DATA FOR THIS EXERCISE ->

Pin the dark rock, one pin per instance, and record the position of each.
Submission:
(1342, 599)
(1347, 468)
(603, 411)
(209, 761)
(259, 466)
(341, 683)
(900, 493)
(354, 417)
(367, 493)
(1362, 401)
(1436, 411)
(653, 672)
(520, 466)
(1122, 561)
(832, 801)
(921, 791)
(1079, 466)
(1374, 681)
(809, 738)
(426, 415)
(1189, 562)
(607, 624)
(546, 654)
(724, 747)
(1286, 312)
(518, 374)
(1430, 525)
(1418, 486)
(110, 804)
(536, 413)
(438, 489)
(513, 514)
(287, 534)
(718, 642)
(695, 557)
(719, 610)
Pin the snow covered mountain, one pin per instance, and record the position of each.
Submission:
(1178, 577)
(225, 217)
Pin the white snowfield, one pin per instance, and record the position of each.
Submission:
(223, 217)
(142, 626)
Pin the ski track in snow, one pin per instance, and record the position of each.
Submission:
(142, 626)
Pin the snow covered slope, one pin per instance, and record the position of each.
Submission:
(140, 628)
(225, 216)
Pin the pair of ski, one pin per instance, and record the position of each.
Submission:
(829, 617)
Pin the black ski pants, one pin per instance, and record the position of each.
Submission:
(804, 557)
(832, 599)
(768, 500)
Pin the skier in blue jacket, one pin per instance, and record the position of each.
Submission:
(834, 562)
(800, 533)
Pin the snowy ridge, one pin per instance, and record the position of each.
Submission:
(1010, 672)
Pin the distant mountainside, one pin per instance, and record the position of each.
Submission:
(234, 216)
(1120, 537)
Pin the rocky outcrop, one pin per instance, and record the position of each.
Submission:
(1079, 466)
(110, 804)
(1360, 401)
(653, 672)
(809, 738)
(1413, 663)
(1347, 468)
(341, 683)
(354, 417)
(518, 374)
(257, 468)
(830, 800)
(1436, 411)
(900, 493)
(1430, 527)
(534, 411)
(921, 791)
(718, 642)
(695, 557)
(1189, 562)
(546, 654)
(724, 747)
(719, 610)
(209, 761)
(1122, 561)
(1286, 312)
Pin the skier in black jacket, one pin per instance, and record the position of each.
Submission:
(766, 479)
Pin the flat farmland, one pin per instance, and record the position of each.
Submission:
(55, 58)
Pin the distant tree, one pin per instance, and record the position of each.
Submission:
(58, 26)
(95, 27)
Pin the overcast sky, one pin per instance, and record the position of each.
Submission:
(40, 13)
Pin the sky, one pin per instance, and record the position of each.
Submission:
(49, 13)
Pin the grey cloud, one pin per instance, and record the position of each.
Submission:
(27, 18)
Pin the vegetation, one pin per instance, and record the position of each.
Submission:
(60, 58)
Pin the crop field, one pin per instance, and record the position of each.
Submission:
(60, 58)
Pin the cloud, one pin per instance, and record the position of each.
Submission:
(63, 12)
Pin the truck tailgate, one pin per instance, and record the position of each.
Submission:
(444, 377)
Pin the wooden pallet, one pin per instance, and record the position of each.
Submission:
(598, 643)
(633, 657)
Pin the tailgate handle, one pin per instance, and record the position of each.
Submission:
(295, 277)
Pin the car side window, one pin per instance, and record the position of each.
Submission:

WHAT IS BEING ASKED ->
Some lines in the material contain "covered". Show all of them.

WRITTEN ANSWER ->
Pin the snow covered mountain, one pin per instance, and record the position of each.
Pin the snow covered slope, one pin per instance, and record the position of each.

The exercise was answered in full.